=== DATA LISTING ===

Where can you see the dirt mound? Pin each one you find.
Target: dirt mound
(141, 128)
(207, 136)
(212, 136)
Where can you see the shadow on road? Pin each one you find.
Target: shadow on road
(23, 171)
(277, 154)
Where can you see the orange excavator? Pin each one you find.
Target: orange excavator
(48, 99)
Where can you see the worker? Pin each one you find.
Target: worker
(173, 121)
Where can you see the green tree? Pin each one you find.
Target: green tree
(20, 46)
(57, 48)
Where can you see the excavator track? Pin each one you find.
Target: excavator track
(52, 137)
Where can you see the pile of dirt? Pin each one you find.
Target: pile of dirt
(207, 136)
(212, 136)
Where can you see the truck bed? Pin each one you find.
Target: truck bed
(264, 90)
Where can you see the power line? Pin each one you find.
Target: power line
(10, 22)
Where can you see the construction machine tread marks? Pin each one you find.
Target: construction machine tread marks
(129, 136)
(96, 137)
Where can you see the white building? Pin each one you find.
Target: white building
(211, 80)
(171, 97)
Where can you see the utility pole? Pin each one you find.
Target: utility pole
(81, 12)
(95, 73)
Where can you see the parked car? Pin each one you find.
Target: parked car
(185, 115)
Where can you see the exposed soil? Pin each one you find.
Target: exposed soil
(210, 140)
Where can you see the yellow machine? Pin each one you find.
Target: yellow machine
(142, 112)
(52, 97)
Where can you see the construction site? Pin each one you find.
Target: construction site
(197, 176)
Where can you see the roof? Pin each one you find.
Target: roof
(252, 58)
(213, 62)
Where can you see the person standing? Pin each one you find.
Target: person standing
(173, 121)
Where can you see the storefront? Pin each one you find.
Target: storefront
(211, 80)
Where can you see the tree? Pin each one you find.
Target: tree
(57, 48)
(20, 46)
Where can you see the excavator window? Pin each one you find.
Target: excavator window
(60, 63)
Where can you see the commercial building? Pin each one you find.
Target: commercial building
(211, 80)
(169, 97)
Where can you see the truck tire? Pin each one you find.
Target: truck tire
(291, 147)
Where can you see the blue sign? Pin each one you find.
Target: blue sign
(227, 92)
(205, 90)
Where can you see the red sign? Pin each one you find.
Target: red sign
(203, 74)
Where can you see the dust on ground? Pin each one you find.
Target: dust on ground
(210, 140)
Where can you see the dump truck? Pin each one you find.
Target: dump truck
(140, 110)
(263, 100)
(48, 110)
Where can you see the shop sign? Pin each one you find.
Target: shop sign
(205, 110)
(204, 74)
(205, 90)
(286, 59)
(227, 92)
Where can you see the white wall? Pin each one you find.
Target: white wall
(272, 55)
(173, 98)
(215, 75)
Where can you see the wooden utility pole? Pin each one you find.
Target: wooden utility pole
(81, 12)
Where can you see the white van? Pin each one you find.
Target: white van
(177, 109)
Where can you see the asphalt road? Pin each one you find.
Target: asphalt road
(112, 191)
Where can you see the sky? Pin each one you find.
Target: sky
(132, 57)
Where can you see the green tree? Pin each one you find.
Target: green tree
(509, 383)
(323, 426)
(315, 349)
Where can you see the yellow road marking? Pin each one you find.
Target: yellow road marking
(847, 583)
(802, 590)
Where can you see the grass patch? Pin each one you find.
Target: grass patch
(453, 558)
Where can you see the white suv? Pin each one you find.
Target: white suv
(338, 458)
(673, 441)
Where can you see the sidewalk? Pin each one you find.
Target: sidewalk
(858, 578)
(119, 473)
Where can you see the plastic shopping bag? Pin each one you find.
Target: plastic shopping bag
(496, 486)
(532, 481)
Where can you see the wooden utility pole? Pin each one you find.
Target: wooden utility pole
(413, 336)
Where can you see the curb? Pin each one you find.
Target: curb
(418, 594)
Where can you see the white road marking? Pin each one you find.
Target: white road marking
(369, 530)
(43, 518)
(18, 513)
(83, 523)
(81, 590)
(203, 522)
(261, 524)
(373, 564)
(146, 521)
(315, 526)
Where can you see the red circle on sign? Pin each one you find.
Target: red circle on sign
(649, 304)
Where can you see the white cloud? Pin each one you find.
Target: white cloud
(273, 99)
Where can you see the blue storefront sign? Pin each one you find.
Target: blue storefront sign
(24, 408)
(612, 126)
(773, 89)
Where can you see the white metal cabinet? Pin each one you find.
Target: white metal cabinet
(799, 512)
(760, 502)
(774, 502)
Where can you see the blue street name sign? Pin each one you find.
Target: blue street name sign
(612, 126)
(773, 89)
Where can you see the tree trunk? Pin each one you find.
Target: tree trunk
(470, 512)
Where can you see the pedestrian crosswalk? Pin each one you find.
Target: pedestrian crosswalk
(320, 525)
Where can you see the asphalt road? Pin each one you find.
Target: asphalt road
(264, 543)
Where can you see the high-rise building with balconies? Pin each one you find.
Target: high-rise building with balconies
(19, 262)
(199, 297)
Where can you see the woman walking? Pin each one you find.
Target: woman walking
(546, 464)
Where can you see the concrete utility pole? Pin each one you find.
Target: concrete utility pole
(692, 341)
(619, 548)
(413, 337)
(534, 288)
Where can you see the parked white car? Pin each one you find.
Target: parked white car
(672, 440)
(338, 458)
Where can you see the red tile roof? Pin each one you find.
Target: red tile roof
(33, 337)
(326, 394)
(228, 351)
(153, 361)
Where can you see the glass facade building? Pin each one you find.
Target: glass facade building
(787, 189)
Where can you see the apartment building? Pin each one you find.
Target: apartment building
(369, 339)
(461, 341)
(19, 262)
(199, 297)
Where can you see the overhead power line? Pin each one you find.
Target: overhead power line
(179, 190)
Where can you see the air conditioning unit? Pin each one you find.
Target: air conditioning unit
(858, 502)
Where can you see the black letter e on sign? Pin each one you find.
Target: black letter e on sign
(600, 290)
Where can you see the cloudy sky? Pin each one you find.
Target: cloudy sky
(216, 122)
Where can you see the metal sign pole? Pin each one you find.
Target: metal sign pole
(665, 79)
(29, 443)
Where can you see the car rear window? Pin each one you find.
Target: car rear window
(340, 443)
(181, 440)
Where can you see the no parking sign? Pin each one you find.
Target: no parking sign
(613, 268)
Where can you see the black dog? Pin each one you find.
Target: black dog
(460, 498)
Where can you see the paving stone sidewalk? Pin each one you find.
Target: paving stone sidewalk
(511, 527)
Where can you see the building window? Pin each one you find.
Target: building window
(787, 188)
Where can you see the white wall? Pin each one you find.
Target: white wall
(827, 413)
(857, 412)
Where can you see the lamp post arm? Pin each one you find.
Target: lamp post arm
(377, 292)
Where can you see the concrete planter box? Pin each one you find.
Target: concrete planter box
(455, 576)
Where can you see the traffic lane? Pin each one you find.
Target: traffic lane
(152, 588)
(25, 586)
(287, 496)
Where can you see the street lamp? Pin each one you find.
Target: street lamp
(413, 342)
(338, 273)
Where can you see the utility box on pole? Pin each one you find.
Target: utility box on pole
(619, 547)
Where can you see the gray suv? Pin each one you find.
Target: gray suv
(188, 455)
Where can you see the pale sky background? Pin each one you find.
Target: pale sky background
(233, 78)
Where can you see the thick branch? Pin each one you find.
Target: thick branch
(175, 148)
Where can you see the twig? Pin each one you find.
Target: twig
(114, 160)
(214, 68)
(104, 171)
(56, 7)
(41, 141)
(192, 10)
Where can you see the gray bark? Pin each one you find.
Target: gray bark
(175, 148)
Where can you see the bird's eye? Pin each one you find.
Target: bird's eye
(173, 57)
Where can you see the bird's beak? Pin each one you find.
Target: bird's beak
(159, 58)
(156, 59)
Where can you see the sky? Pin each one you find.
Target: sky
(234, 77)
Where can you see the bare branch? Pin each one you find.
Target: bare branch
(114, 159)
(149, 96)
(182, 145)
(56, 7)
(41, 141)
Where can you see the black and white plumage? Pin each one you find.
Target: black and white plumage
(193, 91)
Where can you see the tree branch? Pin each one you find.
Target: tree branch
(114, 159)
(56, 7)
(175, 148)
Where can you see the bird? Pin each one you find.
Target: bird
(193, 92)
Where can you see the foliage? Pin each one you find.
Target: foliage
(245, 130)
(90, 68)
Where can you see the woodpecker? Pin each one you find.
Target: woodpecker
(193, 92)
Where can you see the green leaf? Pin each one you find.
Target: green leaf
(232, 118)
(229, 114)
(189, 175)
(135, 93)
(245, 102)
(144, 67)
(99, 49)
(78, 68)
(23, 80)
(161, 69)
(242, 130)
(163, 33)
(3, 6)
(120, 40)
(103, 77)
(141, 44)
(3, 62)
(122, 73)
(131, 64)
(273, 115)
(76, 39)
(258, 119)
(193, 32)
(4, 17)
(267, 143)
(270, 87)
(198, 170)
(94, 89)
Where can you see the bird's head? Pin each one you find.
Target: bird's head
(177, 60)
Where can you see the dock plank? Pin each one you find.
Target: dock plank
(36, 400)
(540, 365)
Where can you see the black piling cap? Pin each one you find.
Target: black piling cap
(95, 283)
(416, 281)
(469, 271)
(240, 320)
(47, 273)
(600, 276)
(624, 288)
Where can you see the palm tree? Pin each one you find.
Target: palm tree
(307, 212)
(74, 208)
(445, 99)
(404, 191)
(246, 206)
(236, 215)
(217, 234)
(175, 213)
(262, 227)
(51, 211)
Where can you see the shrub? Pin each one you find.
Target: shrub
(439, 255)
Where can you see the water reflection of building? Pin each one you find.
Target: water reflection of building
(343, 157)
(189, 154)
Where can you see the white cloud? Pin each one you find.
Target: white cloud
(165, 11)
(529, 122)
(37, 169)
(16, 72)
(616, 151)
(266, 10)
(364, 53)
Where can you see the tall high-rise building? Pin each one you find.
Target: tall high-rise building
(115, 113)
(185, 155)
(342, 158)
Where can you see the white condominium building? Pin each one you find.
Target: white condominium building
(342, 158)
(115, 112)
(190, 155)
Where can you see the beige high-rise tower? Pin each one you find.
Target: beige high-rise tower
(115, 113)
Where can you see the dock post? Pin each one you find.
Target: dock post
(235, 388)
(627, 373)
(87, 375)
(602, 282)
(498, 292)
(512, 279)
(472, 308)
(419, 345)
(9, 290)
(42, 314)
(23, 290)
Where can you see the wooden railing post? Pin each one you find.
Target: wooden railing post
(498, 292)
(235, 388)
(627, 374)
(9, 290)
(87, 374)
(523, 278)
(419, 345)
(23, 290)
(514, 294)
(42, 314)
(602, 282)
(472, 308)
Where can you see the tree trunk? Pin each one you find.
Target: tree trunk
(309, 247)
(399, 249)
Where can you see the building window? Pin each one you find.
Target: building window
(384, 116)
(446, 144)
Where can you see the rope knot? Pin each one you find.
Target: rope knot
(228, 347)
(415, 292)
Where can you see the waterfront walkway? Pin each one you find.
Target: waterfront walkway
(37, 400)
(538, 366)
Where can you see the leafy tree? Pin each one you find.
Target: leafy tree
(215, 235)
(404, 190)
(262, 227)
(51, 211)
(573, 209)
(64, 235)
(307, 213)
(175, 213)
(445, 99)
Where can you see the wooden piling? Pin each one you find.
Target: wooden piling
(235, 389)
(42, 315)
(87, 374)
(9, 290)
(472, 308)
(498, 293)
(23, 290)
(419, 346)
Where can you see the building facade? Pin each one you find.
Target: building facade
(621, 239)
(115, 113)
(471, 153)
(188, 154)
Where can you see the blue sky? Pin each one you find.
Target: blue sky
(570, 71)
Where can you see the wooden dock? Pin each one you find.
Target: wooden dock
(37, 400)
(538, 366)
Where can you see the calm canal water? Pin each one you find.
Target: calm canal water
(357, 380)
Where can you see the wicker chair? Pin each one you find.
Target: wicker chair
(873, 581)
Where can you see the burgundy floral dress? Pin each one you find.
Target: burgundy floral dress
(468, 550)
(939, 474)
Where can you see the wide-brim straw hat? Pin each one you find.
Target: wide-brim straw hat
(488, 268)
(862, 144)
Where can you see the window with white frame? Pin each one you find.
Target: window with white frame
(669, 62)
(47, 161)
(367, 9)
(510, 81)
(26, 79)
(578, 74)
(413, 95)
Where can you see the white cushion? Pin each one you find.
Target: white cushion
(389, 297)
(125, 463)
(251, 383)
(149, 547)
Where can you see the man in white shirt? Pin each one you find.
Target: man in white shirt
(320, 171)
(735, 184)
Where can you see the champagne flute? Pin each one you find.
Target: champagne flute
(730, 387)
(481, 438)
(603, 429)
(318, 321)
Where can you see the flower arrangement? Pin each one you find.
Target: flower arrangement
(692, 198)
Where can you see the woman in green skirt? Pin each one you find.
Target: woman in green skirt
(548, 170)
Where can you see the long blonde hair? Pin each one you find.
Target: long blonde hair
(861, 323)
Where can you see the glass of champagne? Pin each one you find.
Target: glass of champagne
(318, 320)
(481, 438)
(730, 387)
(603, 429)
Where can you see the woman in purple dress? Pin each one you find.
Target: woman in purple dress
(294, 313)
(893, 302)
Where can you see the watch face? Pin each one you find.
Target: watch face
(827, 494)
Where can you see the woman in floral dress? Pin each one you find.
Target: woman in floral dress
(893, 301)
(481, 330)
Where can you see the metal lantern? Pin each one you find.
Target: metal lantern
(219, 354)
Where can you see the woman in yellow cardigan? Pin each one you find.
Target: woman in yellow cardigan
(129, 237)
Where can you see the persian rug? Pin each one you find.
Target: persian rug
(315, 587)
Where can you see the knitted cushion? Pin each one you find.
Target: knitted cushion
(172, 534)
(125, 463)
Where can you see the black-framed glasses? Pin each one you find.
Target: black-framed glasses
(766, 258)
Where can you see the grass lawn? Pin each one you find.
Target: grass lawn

===

:: EXERCISE REQUIREMENTS ::
All lines of the entries above where "lawn" turns up should be reported.

:: RESULT ::
Where can you see the grass lawn? Pin each one you find.
Target: grass lawn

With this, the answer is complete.